### To be done
Render these lines as a numbered list, leaving out any blank lines.

### Extracted lines

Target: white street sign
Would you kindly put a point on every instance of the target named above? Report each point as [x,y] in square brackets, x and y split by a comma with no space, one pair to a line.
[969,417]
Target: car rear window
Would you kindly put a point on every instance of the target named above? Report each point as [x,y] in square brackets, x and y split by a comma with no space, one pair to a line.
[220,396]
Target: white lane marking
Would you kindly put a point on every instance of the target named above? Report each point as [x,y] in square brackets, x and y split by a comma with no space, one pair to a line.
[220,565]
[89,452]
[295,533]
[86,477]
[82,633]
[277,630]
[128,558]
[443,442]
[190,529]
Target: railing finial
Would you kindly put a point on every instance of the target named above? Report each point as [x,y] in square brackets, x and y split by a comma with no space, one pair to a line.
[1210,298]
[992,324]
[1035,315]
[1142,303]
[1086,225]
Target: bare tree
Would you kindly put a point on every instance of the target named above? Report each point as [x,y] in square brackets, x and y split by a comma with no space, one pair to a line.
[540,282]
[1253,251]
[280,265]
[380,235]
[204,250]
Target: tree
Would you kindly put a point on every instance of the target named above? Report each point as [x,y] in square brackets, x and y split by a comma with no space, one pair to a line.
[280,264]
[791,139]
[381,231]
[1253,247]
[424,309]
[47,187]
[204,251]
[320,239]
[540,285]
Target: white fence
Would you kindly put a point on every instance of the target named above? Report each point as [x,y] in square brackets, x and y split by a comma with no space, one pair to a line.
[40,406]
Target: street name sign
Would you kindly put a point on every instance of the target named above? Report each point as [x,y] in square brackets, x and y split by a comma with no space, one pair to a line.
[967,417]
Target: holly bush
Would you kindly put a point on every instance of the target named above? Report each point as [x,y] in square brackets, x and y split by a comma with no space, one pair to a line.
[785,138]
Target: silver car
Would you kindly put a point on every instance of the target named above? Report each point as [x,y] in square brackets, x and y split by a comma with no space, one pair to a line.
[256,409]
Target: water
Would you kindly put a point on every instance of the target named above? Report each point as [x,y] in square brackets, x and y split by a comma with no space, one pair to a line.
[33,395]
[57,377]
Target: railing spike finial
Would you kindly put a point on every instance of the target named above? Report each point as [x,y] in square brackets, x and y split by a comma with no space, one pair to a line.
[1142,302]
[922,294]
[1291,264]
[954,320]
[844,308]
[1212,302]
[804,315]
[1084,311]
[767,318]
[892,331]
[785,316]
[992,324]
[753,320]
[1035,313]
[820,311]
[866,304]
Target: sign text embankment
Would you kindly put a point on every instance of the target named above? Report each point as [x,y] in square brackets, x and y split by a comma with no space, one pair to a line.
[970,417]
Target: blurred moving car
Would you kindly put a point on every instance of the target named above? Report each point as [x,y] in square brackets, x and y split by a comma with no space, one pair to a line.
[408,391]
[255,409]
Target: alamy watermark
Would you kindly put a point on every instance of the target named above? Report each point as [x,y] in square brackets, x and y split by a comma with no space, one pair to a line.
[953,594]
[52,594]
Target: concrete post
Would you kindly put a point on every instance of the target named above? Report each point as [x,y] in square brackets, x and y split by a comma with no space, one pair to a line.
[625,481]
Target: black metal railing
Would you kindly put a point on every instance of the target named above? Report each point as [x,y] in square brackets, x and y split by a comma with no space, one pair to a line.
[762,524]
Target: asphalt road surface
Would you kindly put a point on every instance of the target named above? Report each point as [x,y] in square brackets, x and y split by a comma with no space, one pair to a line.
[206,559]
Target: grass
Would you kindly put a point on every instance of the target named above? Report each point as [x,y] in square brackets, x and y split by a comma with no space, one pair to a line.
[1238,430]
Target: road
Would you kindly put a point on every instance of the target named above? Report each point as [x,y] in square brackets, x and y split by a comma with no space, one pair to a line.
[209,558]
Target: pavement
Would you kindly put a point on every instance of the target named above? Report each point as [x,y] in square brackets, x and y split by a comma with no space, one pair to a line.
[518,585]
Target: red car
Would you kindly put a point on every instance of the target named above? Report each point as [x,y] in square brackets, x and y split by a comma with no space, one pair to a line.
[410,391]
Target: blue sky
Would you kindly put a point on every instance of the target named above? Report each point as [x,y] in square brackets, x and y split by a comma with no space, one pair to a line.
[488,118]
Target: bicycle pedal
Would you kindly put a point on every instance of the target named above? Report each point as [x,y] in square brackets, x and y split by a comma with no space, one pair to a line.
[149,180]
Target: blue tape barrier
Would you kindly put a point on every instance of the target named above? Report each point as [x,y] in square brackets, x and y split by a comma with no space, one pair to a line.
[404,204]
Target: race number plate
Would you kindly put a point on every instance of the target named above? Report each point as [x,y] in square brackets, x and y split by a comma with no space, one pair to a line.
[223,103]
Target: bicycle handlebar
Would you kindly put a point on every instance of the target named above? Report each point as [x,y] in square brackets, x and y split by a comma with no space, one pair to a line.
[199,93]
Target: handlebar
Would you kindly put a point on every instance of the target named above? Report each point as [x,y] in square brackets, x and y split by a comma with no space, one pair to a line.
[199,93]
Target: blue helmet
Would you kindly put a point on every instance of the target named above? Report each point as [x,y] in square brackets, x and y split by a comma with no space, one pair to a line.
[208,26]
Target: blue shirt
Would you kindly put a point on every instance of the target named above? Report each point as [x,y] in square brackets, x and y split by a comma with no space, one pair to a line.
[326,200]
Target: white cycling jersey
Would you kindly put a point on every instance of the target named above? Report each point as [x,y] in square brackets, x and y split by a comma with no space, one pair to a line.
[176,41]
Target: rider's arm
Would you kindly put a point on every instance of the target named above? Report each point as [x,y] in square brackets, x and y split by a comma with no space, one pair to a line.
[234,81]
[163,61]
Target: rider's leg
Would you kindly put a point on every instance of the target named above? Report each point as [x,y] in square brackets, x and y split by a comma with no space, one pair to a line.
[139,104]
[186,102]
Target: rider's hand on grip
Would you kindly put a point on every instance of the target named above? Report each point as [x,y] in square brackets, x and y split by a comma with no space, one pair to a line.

### Solution to the exercise
1. Target: white street sign
2. Would you kindly put a point on every instance of the target named above? Report each point as [x,y] in square brackets, x and y split by a comma with no space, one pair to a line.
3. [969,417]
4. Target: car rear window
5. Would you kindly put a point on every instance of the target named above? Report each point as [x,y] in square brackets, x and y split by a comma with no space, one pair to a line.
6. [220,396]
7. Target: white lane marking
8. Would you kindly put a point on every instance of the target named above? Report each point as [x,y] in square brackets, x and y split by a comma with no space, one pair to a line.
9. [220,565]
10. [89,452]
11. [295,533]
12. [86,477]
13. [82,633]
14. [277,630]
15. [128,558]
16. [443,442]
17. [190,529]
18. Target: railing finial
19. Would you kindly put a point on every instance of the target named above? Report each point as [x,y] in square brackets, x and y split by a comma with no space, one pair to a line.
20. [1210,298]
21. [992,324]
22. [1035,315]
23. [1142,303]
24. [1086,225]
25. Target: bare tree
26. Would you kindly put a point on every instance of the target named above? Report each point as [x,y] in square brackets, x and y split by a comma with no space, one pair to a line.
27. [540,282]
28. [1253,251]
29. [280,265]
30. [380,235]
31. [204,250]
32. Target: tree
33. Would you kindly put a point on every instance of the target named above? Report each point as [x,y] in square brackets, x and y split by a comma with no space, one pair to a line.
34. [280,264]
35. [791,139]
36. [381,231]
37. [1253,247]
38. [424,309]
39. [47,187]
40. [204,251]
41. [320,239]
42. [540,285]
43. Target: white fence
44. Would you kindly put a point on every instance of the target named above? Report each point as [x,y] in square brackets, x and y split by a comma with no space, one pair to a line.
45. [40,406]
46. Target: street name sign
47. Would you kindly put a point on every instance of the target named above? Report each point as [x,y] in square brackets, x and y split by a comma with no space, one pair to a line.
48. [967,417]
49. Target: holly bush
50. Would you kindly put a point on every instance of the target named above? Report each point as [x,y] in square brackets, x and y split by a comma with no space, one pair to a line.
51. [785,138]
52. Target: silver car
53. Would you kindly put a point on every instance of the target named above? Report each point as [x,y] in square brackets, x and y split by a comma with no space, one pair to a line.
54. [256,409]
55. Target: water
56. Would you kindly put a point on every instance of the target named above? Report each point as [x,y] in square brackets, x and y split by a comma with no space, one pair to a line.
57. [33,395]
58. [57,377]
59. Target: railing spike finial
60. Would you kindly put a point on every instance of the target named above? Report each point as [x,y] in square brackets, x and y split by a comma with no space, one pair to a line.
61. [1142,302]
62. [922,294]
63. [1291,264]
64. [954,320]
65. [844,308]
66. [1212,302]
67. [804,315]
68. [1084,311]
69. [767,318]
70. [892,331]
71. [785,316]
72. [992,324]
73. [753,320]
74. [1035,313]
75. [820,311]
76. [866,304]
77. Target: sign text embankment
78. Would you kindly put a point on every instance of the target named above? Report each point as [x,y] in square brackets, x and y split by a comma with no space, one pair to a line.
79. [970,417]
80. Target: blurred moving car
81. Would you kindly put a point on every instance of the target named above? Report each point as [x,y] in square brackets, x and y split by a comma with no space, one pair to a line.
82. [408,391]
83. [255,409]
84. Target: alamy watermark
85. Would you kindly put a point on every instance of the target named above? Report each point as [x,y] in square brackets, x and y split by a comma with no space, one pair to a line.
86. [953,594]
87. [52,594]
88. Target: concrete post
89. Would you kindly put a point on every instance of the target named above? Report each point as [x,y] in square brackets, x and y split by a comma with no space, one pair to a line.
90. [625,481]
91. Target: black metal railing
92. Would you kindly put a point on every instance of the target named above? Report each point as [x,y] in square brackets, x and y split by a comma with no space, one pair to a line.
93. [762,524]
94. Target: asphalt road surface
95. Would you kindly put a point on every instance of the target named above? Report each point as [x,y] in square brackets, x and y split by a comma with no space, one pair to a line.
96. [206,559]
97. Target: grass
98. Would you kindly put a point on every instance of the target named above? Report each point as [x,y] in square brackets, x and y split by a comma with no space, one pair to a line.
99. [1238,430]
100. Target: road
101. Would you kindly put a point on every instance of the target named above? Report each point as [x,y] in square brackets, x and y split by a comma with no space, one pair to a line.
102. [209,558]
103. Target: pavement
104. Would you kindly put a point on every instance of the target named above? Report each point as [x,y] in square brackets, x and y split by a comma with no space, one pair to a line.
105. [518,585]
106. Target: red car
107. Would you kindly put a point on every instance of the target named above? Report each point as [x,y] in square brackets, x and y split by a comma with no space, one pair to a line.
108. [410,391]
109. Target: blue sky
110. Would you kindly put a point on every instance of the target named above? Report each point as [x,y] in square brackets, x and y split by a comma with no space, one pair to a line.
111. [488,118]
112. Target: bicycle pedal
113. Would you kindly put a point on every instance of the target named above? Report each point as [x,y] in square brackets, x and y split by a comma with no space, one pair to a line.
114. [149,180]
115. Target: blue tape barrier
116. Would you kindly put a point on every instance of the target named above? Report each point as [x,y] in square brackets, x and y split by a comma with no space, one pair to a line.
117. [404,204]
118. Target: race number plate
119. Would you kindly put a point on every instance of the target named above? Report each point as [x,y] in square brackets, x and y split by a comma with no space, one pair to a line.
120. [223,103]
121. Target: bicycle handlebar
122. Would you kindly put a point on every instance of the target named above? Report each point as [x,y] in square brackets, x and y split by a comma with no space, one pair to a line.
123. [199,93]
124. Target: handlebar
125. Would you kindly put a point on every instance of the target named above? Report each point as [x,y] in square brackets, x and y split by a comma with no space, one pair to a line.
126. [199,93]
127. Target: blue helmet
128. Would you kindly put a point on every instance of the target named above? Report each point as [x,y] in square brackets, x and y split by a comma with no space, one pair to a line.
129. [208,26]
130. Target: blue shirt
131. Would you kindly put a point on every instance of the target named above? Report each point as [x,y] in square brackets, x and y split by a comma with no space, one pair to a line.
132. [326,200]
133. Target: white cycling jersey
134. Would you kindly put a point on every instance of the target named above? Report each point as [x,y] in square brackets, x and y split by a comma with no space, one pair to a line.
135. [176,41]
136. Target: rider's arm
137. Would you kindly put a point on every instance of the target named above? Report each point as [x,y] in square brackets, x and y split by a comma with no space, one pair to a line.
138. [234,81]
139. [163,61]
140. Target: rider's leg
141. Would you kindly put a point on every instance of the target named above? Report each point as [x,y] in square brackets, x and y split by a comma with no space, one pair to a line.
142. [139,104]
143. [186,102]
144. Target: rider's hand on grip
145. Would you kindly put a point on every instance of the target named above? Report each point as [x,y] in square brackets, x and y split by a comma with no space, one pair to a line.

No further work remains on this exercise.